» Short exercise
Could you repeat the lines below, starting at the first one and ending at the line that contains "Provide the mask of the trainer shoe."?

=== Given entries ===

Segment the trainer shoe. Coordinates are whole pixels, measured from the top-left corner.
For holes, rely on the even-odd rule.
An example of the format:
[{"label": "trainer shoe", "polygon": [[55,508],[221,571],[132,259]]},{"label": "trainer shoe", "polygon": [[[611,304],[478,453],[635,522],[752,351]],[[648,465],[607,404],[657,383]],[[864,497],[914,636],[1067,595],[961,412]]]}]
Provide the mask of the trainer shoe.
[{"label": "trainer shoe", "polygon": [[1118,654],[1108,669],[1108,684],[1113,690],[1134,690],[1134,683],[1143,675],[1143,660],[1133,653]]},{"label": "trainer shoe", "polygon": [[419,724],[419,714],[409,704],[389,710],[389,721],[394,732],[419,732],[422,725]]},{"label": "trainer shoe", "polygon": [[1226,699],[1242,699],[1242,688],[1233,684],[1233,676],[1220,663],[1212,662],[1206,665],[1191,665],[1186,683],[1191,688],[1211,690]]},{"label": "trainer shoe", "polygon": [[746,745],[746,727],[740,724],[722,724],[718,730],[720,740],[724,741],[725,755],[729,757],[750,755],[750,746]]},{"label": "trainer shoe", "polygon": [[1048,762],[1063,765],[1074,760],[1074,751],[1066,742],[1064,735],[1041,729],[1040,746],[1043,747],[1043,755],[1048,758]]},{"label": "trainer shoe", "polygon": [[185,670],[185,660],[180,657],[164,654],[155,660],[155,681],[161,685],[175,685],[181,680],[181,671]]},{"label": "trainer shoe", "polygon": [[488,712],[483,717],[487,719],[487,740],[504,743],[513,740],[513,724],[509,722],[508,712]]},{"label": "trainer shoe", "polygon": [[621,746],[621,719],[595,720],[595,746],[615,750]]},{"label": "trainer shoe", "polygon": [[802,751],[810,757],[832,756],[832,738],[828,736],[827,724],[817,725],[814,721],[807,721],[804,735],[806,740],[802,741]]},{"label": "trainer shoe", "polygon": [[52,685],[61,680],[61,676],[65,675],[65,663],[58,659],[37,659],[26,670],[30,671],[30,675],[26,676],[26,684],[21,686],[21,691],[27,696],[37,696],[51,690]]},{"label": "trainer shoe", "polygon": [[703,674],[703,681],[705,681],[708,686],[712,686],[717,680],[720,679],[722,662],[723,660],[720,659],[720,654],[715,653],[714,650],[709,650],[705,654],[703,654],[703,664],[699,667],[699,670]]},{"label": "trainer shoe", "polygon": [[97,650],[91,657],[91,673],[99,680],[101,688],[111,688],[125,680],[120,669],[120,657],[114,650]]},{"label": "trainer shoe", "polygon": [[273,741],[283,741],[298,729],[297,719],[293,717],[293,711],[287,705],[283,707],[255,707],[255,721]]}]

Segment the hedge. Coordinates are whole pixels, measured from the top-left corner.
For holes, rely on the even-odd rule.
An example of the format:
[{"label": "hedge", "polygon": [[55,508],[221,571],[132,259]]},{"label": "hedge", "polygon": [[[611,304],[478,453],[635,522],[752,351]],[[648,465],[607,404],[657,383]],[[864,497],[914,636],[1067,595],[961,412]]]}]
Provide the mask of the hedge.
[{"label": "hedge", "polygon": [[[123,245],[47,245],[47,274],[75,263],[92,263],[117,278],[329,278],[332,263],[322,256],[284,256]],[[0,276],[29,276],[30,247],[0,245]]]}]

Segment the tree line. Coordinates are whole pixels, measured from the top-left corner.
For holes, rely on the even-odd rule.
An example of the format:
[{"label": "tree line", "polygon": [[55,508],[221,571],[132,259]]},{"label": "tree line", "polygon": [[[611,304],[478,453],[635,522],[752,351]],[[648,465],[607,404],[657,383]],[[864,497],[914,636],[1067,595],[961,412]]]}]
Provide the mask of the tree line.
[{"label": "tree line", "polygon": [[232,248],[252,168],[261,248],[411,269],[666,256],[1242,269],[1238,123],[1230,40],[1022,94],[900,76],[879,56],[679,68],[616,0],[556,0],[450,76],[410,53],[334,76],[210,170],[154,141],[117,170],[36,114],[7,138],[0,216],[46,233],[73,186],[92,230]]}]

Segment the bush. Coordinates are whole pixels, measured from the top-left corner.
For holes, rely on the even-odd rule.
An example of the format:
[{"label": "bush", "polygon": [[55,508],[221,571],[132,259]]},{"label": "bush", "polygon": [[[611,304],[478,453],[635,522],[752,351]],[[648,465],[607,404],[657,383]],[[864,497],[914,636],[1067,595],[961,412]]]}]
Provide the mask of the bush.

===

» Output for this exercise
Segment the trainer shoe. Coordinates are whole pixels, measured from the top-left corner.
For holes, rely on the even-odd rule.
An example of the format:
[{"label": "trainer shoe", "polygon": [[55,508],[221,571],[132,259]]},{"label": "trainer shoe", "polygon": [[[611,304],[478,453],[635,522],[752,351]],[[648,465],[607,404],[657,383]],[[864,497],[914,636],[1067,595],[961,412]]]}]
Provide the mask of the trainer shoe.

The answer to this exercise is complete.